| 入力データ |
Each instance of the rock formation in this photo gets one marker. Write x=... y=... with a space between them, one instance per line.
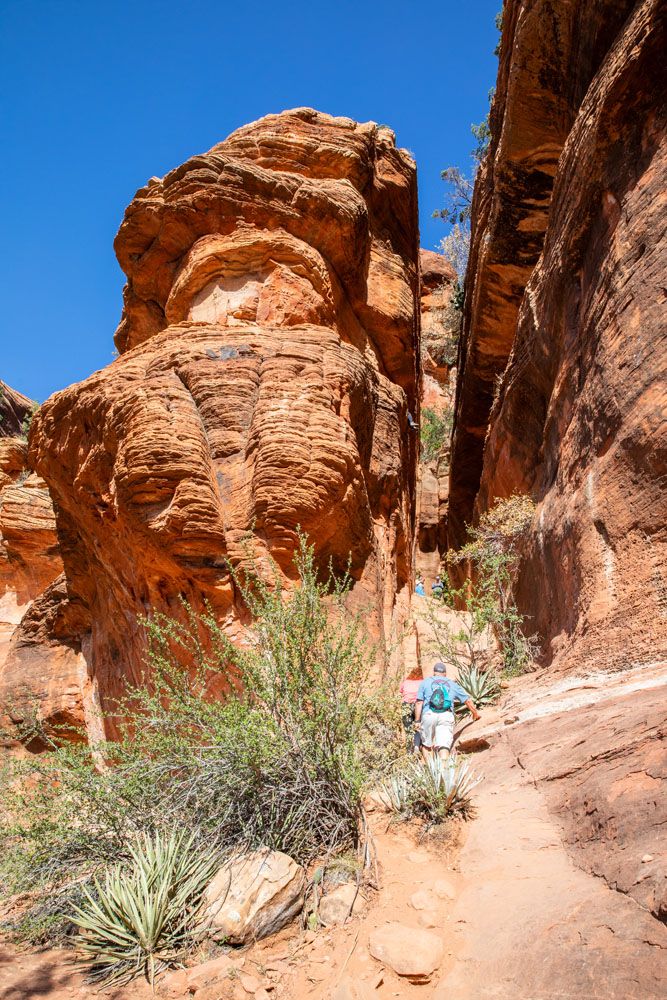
x=439 y=336
x=563 y=326
x=29 y=563
x=562 y=395
x=14 y=408
x=268 y=364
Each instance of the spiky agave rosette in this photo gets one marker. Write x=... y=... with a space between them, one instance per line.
x=143 y=916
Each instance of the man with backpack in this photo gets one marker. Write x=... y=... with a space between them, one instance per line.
x=434 y=711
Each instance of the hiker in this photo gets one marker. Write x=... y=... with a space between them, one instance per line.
x=434 y=711
x=409 y=690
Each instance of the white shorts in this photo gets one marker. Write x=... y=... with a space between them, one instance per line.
x=437 y=729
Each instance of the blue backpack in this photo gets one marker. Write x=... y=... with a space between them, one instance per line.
x=440 y=700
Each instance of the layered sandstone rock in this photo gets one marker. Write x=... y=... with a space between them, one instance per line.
x=580 y=420
x=29 y=562
x=268 y=363
x=549 y=55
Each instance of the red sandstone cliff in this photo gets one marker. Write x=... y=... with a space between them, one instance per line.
x=563 y=395
x=29 y=562
x=564 y=325
x=439 y=333
x=268 y=363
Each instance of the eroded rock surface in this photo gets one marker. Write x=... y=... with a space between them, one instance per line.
x=29 y=562
x=574 y=178
x=268 y=364
x=439 y=335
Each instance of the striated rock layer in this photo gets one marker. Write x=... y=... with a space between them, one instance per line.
x=268 y=363
x=565 y=295
x=29 y=562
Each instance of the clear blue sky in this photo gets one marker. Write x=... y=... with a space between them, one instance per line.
x=99 y=95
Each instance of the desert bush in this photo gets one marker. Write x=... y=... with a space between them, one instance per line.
x=492 y=551
x=144 y=914
x=487 y=597
x=435 y=433
x=281 y=762
x=432 y=789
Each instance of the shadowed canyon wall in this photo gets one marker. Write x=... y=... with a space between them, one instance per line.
x=562 y=390
x=269 y=359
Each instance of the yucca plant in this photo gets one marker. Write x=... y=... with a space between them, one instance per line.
x=483 y=686
x=444 y=788
x=433 y=788
x=142 y=916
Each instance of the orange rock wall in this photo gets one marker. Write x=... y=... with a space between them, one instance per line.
x=268 y=361
x=564 y=324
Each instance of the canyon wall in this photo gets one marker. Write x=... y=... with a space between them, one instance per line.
x=562 y=390
x=268 y=361
x=439 y=334
x=29 y=564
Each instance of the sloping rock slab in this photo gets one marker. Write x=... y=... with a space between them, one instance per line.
x=254 y=896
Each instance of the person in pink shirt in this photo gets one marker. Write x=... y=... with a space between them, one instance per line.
x=409 y=690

| やること |
「Each instance of the eroded」がある行から始めて、いちばん最後の行までを、そのまま一字も変えずにもう一度書き出してください。最初の行と最後の行も含めます。

| 結果 |
Each instance of the eroded rock surface in this photo gets one marker. Write x=... y=... with a space between them, one instance per line.
x=29 y=562
x=574 y=178
x=268 y=364
x=439 y=335
Each instance of the striated rock layer in this photo gets one marker. Write x=... y=... with a space between them, one instance per line.
x=268 y=363
x=565 y=295
x=29 y=562
Each instance of the clear blue sky in this photo gets one marker. Write x=... y=... with a space between them, one instance per line.
x=99 y=95
Each instance of the desert bush in this photo gets one marker. Write x=... y=... with a space between them, one instance per line.
x=492 y=551
x=144 y=914
x=487 y=597
x=435 y=433
x=281 y=762
x=432 y=789
Each instance of the shadowed canyon wall in this photo gets one marker. Write x=... y=... with a space between them, one instance per line.
x=562 y=390
x=269 y=359
Each instance of the yucca plant in this photo gets one marker. Write x=... y=... with a space between them, one instance per line.
x=483 y=686
x=444 y=788
x=433 y=788
x=142 y=916
Each instance of the orange rock wall in this photo gets one marker. Write x=... y=... with a space between them, one instance per line.
x=268 y=361
x=564 y=324
Each instance of the canyon wall in this photo gets one marker. Write x=... y=... with a space between them, one instance per line.
x=562 y=390
x=268 y=361
x=439 y=334
x=29 y=564
Each instance of the sloping rock slab in this photo gets one marker. Write x=... y=... with a space between them, one instance per line.
x=254 y=896
Each instance of the person in pink shirt in this photo gets one marker. Write x=... y=... with a space between them, one instance per line.
x=409 y=690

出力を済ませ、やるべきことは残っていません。